SUPPLIED ENTRIES ::
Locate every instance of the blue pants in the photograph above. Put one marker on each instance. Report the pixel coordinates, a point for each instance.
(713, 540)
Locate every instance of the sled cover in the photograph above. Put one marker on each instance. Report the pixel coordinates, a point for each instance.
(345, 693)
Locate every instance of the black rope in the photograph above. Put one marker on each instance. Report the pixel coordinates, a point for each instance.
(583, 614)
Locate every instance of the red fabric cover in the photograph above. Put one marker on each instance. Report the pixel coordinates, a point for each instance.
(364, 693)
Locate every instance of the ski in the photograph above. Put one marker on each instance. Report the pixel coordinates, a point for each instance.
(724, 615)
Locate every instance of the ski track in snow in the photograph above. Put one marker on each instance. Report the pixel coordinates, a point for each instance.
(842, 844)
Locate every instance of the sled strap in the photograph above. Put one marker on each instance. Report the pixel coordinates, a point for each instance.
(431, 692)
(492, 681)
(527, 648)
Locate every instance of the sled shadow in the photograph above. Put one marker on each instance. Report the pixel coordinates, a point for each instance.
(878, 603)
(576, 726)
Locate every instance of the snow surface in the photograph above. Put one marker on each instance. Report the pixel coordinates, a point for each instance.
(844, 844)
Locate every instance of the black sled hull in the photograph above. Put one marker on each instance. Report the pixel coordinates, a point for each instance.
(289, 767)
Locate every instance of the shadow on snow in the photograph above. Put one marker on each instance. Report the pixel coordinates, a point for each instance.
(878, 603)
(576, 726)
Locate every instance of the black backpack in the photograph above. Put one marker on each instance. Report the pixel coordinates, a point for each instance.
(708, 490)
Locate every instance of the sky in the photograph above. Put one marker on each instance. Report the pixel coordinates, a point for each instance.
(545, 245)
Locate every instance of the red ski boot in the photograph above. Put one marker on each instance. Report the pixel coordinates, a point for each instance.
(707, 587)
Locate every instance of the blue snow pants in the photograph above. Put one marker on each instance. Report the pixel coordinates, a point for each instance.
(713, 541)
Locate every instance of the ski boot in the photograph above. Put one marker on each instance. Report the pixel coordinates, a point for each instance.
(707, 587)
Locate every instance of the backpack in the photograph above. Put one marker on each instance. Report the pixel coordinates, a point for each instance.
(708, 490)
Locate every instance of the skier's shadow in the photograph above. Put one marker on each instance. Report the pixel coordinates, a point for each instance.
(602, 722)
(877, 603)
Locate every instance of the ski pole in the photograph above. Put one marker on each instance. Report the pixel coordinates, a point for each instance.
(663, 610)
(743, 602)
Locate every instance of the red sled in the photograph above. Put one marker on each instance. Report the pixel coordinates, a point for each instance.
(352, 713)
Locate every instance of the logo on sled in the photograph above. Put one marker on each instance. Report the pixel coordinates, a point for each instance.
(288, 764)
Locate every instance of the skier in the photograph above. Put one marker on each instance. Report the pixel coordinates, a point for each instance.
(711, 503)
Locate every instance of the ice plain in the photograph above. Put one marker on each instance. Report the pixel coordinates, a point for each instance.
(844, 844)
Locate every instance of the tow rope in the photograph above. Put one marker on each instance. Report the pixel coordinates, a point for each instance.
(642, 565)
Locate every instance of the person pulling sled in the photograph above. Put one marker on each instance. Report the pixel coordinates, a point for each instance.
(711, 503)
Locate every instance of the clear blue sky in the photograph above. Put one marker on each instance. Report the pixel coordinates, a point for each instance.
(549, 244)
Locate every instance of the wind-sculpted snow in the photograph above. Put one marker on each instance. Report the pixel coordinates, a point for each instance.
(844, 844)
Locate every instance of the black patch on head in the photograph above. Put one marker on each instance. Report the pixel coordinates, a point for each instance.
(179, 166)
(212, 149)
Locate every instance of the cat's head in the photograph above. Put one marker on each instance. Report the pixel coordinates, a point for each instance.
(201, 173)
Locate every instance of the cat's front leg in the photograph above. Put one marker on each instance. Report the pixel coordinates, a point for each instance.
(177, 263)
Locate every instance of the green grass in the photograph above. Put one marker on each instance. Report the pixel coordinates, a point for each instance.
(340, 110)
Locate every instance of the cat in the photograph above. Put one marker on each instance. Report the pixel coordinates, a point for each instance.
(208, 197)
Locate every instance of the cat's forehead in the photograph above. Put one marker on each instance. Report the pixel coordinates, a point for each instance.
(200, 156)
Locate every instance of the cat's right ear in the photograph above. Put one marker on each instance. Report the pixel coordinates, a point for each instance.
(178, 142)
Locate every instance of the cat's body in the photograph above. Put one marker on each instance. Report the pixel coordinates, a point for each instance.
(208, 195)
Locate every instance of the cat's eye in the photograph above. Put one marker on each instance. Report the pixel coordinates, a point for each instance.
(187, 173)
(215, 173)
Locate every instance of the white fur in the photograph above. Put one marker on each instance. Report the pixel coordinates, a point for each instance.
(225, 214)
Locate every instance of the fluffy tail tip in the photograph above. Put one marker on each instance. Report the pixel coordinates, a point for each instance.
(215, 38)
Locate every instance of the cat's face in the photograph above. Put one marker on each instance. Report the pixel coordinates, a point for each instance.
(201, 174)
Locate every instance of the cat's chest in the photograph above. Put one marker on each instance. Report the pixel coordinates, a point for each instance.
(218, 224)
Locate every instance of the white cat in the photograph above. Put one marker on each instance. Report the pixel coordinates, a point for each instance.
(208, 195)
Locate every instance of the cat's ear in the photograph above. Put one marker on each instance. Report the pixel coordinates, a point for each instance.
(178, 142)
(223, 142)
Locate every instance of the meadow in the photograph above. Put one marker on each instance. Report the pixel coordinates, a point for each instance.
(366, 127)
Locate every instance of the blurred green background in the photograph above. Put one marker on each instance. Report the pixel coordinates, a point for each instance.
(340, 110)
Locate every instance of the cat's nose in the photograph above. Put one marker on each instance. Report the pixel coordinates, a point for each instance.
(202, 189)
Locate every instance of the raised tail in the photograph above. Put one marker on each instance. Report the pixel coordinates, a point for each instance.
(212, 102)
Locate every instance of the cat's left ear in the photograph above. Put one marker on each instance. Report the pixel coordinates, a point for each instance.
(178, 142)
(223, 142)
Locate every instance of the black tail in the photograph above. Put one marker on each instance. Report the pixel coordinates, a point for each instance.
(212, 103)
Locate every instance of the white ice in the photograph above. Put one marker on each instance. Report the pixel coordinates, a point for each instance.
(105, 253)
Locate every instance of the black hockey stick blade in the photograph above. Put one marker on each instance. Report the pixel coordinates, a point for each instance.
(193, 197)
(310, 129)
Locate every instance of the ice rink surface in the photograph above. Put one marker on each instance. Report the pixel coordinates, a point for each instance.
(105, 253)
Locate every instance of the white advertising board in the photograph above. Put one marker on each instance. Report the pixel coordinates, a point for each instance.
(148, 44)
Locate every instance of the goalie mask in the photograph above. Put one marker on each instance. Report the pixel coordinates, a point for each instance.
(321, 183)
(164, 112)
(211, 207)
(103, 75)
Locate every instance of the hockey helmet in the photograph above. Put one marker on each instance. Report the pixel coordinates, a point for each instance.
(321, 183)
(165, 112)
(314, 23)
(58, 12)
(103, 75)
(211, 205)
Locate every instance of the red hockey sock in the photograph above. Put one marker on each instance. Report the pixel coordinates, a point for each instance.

PROMPT ::
What needs duplicating is the run of lines from the one containing "Locate every instance of the black tail" through the last line of the entries above, exact and complete.

SOLUTION FOR THIS PROBLEM ::
Locate every instance of the black tail in the photograph above. Put one marker on each instance. Report the pixel coordinates, a point for each instance.
(212, 103)
Locate every instance of the white ice in the photograph above. Put one marker on each instance. Report the pixel coordinates, a point for each instance.
(105, 253)
Locate every instance of the black hockey stick blade in the photograph above. Put one marker on each instance. Report the pixel coordinates, a point for each instance.
(193, 197)
(310, 129)
Locate every instance of the ice rink surface in the photograph above. Put one marker on each instance. Report the pixel coordinates, a point for each instance.
(105, 253)
Locate every instance of the white advertising board in the photograph above. Put one marker on each instance. Report the pixel coordinates, a point for each instance.
(148, 44)
Locate every instance of the goalie mask in the photograph above. Put one marker on each instance. Report the pixel coordinates, a point for each instance.
(321, 183)
(164, 112)
(211, 207)
(103, 75)
Locate every instance of the hockey helmet in the photograph above. Put one marker on each instance. Report the pixel coordinates, a point for each instance.
(321, 183)
(165, 112)
(314, 23)
(58, 12)
(103, 75)
(211, 205)
Locate every instance of the red hockey sock in the photograph above. Put one marker on each instance. Report the pixel coordinates, a point for each instance.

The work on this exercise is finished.